### SCHRIFTLICHE AUFGABE 1
Beantworte zur Forumsdiskussion über Netzteile diese Fragen:
(a) Welches Netzteil wird im ersten Satz jemandem empfohlen, der unbedingt fanless will?
(b) Mit wie vielen Umdrehungen soll der Lüfter drehen, den Stefan Payne vorschlägt?
(c) Mit wie viel Sone läuft laut Threshold der Lüfter des Netzteils, mit dem er Fanless vergleicht?
### SCHRIFTLICHE AUFGABE 2
Nenne alle Namen von Leuten, die in der Forumsdiskussion über Netzteile als Schreibende auftauchen.
### SCHRIFTLICHE AUFGABE 3
Schreib die Forumsdiskussion über Netzteile weiter, direkt im Anschluss an ihren letzten Satz.

### TEXTABSCHNITT
┌──
Und wenn du unbedingt fanless willst dann kauf doch das FSP Xilenser.


----------



## Vulnerabilus (11. Oktober 2013)

*AW: Nachfolger für Dark Power Pro 10*



Stefan Payne schrieb:


> Warum willst 'nen passives haben? Das hat  den Nachteil, dass das Gerät nicht belüftet ist und somit die  Wahrscheinlichkeit, dass der user das ungeeignet verbaut, enorm hoch  ist. Und das wiederum führt zu erhöhten Ausfällen bzw Abschalten des  Gerätes.
> Bevor man sowas macht sollte man da irgendwo irgendeinen Lüfter einbauen, der seine 300 Umdrehungen dreht...
> Weil der Unterschied zwischen gar keine Luftbewegung und 'nen bisserl Luftbewegung ist gigantisch...


Da gebe ich Dir Recht. Ein gut gebautes NT mit sagen wir mal 700 W Output und reichlich Stromstärke auf der 12 V Schiene, das von einen sehr gut gelagerten Lüfter (eloop oder vergleichbar) @jederzeit <300, meinetwegen auch <400 upm gekühlt wird, das wäre genauso das Ziel aller meiner Wünsche!



Threshold schrieb:


> Wozu? Was hat Fanless besseres zu bieten als ein Netzteil dessen Lüfter mit 0,1 Sone läuft?
└──
### AUSZUG AUS DATENSÄTZEN
┌──
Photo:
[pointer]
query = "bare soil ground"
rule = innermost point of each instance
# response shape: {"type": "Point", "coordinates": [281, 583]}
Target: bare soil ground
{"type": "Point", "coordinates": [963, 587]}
└──
### ANTWORT ZUR AUFGABE 1
(a) Das FSP Xilenser.
(b) Mit 300 Umdrehungen.
(c) Mit 0,1 Sone.

### ANTWORT ZUR AUFGABE 2
Vulnerabilus, Stefan Payne, Threshold

### ANTWORT ZUR AUFGABE 3
Ich bin halt mit dem geringen Langergeräusch, das mein aktuelles NT lastunabhängig noch hat, nicht 100% zufrieden.
Es ist atm das "lauteste" in meinem sehr silent laufenden System.



Threshold schrieb:


> Was willst du mit Platin? Etwa auf Marketing Werbeflyer reinfallen?


Nein. Es geht darum, dass ein NT, das viel Leistung bereit zu stellen in der Lage ist und passiv gekühlt werden soll, natürlich auch eine möglichst hohe Effizienz haben muss. Denn je höher die Effizienz, desto geringer die Abwärme.



> Und wieso muss es mindestens 600 Watt haben?


1.) will ich gerade ein passives NT nicht an der Belastungsgrenze betreiben, da NTs allgemein natürlich in diesem Bereich am meisten Abwärme produzieren, verschärft durch die mit der Auslastung im Grenzberich verbundene schlechteren Effizenz. 
2.) Will ich nicht ausschließen, doch einmal SLI zu betreiben. Wer weiss, irgendwann wird die Mikroruckler-Geschichte vielleicht doch einmal abgehakt sein.



Threshold schrieb:


> Und Fanless ohne Elektronikgeräusche ist nicht zu machen.


 Gibt es dafür einen spezifischen Grund, warum dies also bei passiven NTs unmöglich zu realisieren ist im Gegensatz zu lüftergekühlten?


----------



## Threshold (13. Oktober 2013)

*AW: Nachfolger für Dark Power Pro 10*



Vulnerabilus schrieb:


> Ich bin halt mit dem geringen Langergeräusch, das mein aktuelles NT lastunabhängig noch hat, nicht 100% zufrieden.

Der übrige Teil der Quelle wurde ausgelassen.